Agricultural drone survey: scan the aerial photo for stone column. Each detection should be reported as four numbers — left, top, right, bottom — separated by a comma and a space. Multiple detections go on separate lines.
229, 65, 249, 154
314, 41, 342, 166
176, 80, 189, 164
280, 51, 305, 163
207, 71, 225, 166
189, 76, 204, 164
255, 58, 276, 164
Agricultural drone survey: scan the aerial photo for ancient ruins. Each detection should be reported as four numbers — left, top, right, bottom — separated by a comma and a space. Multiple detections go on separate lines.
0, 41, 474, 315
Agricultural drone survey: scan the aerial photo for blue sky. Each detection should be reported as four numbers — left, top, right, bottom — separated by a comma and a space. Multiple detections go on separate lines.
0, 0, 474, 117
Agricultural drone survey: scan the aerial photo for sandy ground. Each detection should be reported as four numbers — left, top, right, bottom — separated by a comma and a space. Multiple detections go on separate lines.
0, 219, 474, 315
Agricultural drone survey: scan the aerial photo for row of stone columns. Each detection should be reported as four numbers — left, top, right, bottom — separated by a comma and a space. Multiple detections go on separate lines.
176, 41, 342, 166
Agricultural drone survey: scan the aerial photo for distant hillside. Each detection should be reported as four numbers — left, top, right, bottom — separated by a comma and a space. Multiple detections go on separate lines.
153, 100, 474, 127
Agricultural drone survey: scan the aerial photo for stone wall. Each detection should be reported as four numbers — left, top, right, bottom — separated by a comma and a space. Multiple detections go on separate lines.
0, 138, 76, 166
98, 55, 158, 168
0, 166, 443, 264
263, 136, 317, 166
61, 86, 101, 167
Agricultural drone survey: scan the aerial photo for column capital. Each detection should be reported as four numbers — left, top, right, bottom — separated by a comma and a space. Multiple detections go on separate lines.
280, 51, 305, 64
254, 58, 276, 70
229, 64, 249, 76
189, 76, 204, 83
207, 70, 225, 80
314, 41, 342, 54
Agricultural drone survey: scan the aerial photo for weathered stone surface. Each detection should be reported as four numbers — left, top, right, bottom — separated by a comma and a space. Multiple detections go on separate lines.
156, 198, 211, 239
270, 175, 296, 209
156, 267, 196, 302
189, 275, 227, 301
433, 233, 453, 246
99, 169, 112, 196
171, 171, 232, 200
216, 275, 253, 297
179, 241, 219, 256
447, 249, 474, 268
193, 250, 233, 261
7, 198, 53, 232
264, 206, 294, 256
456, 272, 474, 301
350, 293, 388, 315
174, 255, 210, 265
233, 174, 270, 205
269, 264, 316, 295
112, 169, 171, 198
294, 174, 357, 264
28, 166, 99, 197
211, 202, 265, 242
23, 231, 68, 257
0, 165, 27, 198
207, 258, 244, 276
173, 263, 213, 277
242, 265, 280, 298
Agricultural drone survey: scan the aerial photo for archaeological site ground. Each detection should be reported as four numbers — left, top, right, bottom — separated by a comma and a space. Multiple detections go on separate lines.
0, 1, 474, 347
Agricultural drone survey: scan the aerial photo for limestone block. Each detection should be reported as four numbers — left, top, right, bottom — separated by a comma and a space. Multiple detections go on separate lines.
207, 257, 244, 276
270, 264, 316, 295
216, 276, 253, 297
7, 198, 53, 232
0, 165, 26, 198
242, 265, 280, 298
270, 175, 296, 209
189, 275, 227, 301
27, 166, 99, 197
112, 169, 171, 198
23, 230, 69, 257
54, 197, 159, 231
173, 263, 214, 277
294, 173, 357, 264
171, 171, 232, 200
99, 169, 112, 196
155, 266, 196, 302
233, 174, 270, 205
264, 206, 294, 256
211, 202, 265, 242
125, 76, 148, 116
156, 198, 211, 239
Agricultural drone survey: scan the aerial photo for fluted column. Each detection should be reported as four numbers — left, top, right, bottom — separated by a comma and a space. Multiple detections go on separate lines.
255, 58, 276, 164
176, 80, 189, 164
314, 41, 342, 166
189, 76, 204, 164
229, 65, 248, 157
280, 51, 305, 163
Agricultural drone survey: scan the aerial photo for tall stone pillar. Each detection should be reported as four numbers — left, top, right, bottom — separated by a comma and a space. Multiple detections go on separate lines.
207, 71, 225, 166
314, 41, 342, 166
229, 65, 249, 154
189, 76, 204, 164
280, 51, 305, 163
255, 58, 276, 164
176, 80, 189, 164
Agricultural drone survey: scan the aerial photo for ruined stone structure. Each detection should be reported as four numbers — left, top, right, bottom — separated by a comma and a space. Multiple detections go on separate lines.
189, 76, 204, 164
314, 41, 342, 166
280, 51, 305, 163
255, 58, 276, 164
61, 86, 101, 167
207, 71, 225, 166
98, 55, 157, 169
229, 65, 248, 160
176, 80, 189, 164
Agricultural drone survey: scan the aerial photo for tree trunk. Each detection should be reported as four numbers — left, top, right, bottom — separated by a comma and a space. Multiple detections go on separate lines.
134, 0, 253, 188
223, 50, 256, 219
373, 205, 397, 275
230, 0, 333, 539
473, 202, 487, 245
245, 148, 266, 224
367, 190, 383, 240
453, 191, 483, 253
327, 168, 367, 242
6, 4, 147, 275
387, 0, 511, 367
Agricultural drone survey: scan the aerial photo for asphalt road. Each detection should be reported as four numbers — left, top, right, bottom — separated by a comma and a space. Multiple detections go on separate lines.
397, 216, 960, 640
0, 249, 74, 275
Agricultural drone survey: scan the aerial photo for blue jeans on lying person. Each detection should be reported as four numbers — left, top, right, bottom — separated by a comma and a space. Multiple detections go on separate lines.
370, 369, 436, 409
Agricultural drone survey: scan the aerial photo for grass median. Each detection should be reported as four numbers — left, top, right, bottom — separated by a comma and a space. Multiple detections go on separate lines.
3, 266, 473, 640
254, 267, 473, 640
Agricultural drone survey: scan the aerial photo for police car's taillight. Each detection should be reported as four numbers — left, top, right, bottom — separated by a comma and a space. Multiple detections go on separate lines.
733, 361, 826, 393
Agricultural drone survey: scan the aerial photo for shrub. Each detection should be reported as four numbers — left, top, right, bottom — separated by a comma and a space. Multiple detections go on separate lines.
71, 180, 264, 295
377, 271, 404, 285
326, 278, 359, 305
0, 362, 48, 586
· · · · · · ·
WHAT YOU HAVE TO DO. Output every line of the data above as a numbered list, omitting any blank lines.

EXERCISE OUTPUT.
1. Agricultural drone survey: scan the aerial photo for stone column. Each detection should be reported as four numbers — left, top, right, bottom — separated by a comma and a space. Multiple detections go on separate lines.
2. 229, 65, 249, 154
3. 314, 41, 342, 166
4. 176, 80, 189, 164
5. 280, 51, 305, 163
6. 207, 71, 225, 166
7. 189, 76, 204, 164
8. 255, 58, 276, 164
9. Agricultural drone survey: scan the aerial photo for ancient ruins. Each detection should be reported as four numbers — left, top, right, bottom — separated by a comma and a space. Multiple detections go on separate lines.
10. 0, 41, 474, 315
11. Agricultural drone survey: scan the aerial photo for blue sky. Each detection should be reported as four numbers — left, top, right, bottom — separated by a comma and a space. Multiple detections go on separate lines.
12. 0, 0, 474, 117
13. Agricultural drone survey: scan the aerial photo for sandy ground. Each detection should be reported as four numbers — left, top, right, bottom — separated by a comma and a space. Multiple detections go on separate lines.
14. 0, 219, 474, 315
15. Agricultural drone survey: scan the aerial photo for row of stone columns. Each detection should be reported as four numbers — left, top, right, bottom — separated by a comma and a space. Multiple detections go on separate lines.
16. 176, 41, 342, 166
17. Agricultural drone survey: scan the aerial photo for distant hillside. Each detection should be reported as four numbers — left, top, right, bottom — separated by a comma and a space. Multiple detections go on separate lines.
18. 153, 100, 474, 127
19. Agricultural drone survey: scan the aerial photo for stone wall. Each detection should be reported as four numbers — left, top, right, bottom — separated by a comma and a space. Multiple detections go on separate lines.
20. 0, 138, 76, 166
21. 98, 55, 158, 168
22. 0, 166, 443, 264
23. 263, 136, 317, 166
24. 61, 86, 101, 167
25. Agricultural drone survey: scan the aerial photo for column capital. Each detection should be reported as four numbers — left, top, right, bottom — separated by a comma and a space. Multiple detections go on separate lines.
26. 280, 51, 305, 64
27. 254, 58, 276, 70
28. 229, 64, 249, 76
29. 189, 76, 204, 83
30. 207, 70, 225, 80
31. 314, 41, 342, 54
32. Agricultural drone survey: scan the aerial photo for weathered stone surface. Each detection should be reported as four numbers — left, top, right, bottom — separated by a comma and a space. Multiple detections go on separate lines.
33. 156, 198, 211, 239
34. 270, 175, 296, 209
35. 156, 267, 196, 302
36. 189, 275, 227, 301
37. 433, 233, 453, 246
38. 99, 169, 112, 196
39. 171, 171, 232, 200
40. 216, 275, 253, 297
41. 179, 241, 219, 256
42. 447, 249, 474, 268
43. 193, 250, 233, 261
44. 7, 198, 53, 232
45. 264, 206, 294, 256
46. 456, 272, 474, 301
47. 350, 293, 388, 315
48. 174, 255, 210, 265
49. 233, 174, 270, 205
50. 269, 264, 316, 295
51. 112, 169, 171, 198
52. 294, 174, 357, 264
53. 28, 166, 99, 197
54. 211, 202, 265, 242
55. 23, 231, 68, 257
56. 0, 165, 27, 198
57. 207, 258, 244, 276
58. 173, 263, 213, 277
59. 242, 265, 280, 298
60. Agricultural drone survey: scan the aerial photo for archaeological site ground. Each detection should be reported as four numbers — left, top, right, bottom — separated by a comma and a space. Multiple detections go on separate lines.
61. 0, 1, 474, 347
62. Agricultural drone survey: scan the aerial photo for limestone block. Each detection should be reported as four numbers — left, top, right, bottom — separated by a comma and a space. Multiple detections go on separate lines.
63. 207, 257, 244, 276
64. 270, 264, 316, 295
65. 216, 276, 253, 297
66. 7, 198, 53, 232
67. 0, 165, 26, 198
68. 242, 265, 280, 298
69. 270, 175, 296, 209
70. 189, 275, 227, 301
71. 27, 166, 99, 197
72. 112, 169, 171, 198
73. 23, 230, 69, 257
74. 54, 197, 159, 231
75. 173, 263, 214, 277
76. 294, 173, 357, 264
77. 171, 171, 232, 200
78. 99, 169, 112, 196
79. 155, 266, 196, 302
80. 233, 174, 270, 205
81. 264, 206, 294, 256
82. 211, 202, 265, 242
83. 125, 76, 148, 116
84. 156, 198, 211, 239
85. Agricultural drone survey: scan the aerial photo for fluted column. Each detection should be reported as four numbers — left, top, right, bottom — separated by a comma and a space. Multiple detections go on separate lines.
86. 255, 58, 276, 164
87. 176, 80, 189, 164
88. 314, 41, 342, 166
89. 189, 76, 204, 164
90. 229, 65, 248, 157
91. 280, 51, 305, 163
92. Agricultural drone survey: scan the aerial photo for tall stone pillar. Each detection should be reported as four numbers — left, top, right, bottom — separated by a comma and a space. Multiple detections go on separate lines.
93. 207, 71, 225, 166
94. 314, 41, 342, 166
95. 229, 65, 249, 154
96. 189, 76, 204, 164
97. 280, 51, 305, 163
98. 255, 58, 276, 164
99. 176, 80, 189, 164
100. Agricultural drone survey: scan the aerial photo for ruined stone structure. Each detection should be reported as four numbers — left, top, right, bottom — separated by a comma and a space. Multiple detections go on separate lines.
101. 189, 76, 204, 164
102. 314, 41, 342, 166
103. 280, 51, 305, 163
104. 255, 58, 276, 164
105. 61, 86, 101, 167
106. 207, 71, 225, 166
107. 98, 55, 157, 169
108. 229, 65, 248, 160
109. 176, 80, 189, 164
110. Agricultural drone survey: scan the aerial photo for tree trunk. Each detection should be reported as four numbers — left, top, right, bottom — separated by a comma and a space. Multiple detections go on separate lines.
111. 134, 0, 253, 188
112. 223, 50, 256, 219
113. 373, 205, 397, 275
114. 230, 0, 333, 539
115. 473, 202, 487, 245
116. 245, 148, 266, 224
117. 367, 190, 383, 240
118. 453, 191, 483, 253
119. 327, 168, 367, 242
120. 6, 4, 147, 275
121. 387, 0, 511, 367
122. Agricultural drone survey: scan the aerial photo for asphalt road. Each detection should be reported as four numbers — left, top, right, bottom — separated by a comma and a space. Multiple detections go on separate lines.
123. 397, 216, 960, 640
124. 0, 249, 74, 275
125. Agricultural drone survey: scan the aerial photo for blue jeans on lying person. Each detection should be reported as four numbers — left, top, right, bottom — separated by a comma and a space. Multiple detections go on separate lines.
126. 370, 369, 436, 409
127. Agricultural drone survey: scan the aerial photo for grass median. Each detection should be reported as four numbers — left, top, right, bottom — separated by a comma and a space. Multiple detections go on separate lines.
128. 3, 266, 473, 640
129. 254, 267, 473, 640
130. Agricultural drone survey: scan the aerial photo for police car's taillight. Each detection should be reported as four numbers — left, top, right, bottom — separated by a comma and a space. Multiple detections go on separate lines.
131. 733, 361, 826, 393
132. Agricultural drone survey: scan the aerial photo for shrub. Each detection should be reported as four numbers — left, top, right, bottom — separated by a comma and a space. Multiple detections go on separate lines.
133. 71, 180, 264, 295
134. 377, 271, 404, 285
135. 326, 278, 359, 305
136. 0, 362, 48, 586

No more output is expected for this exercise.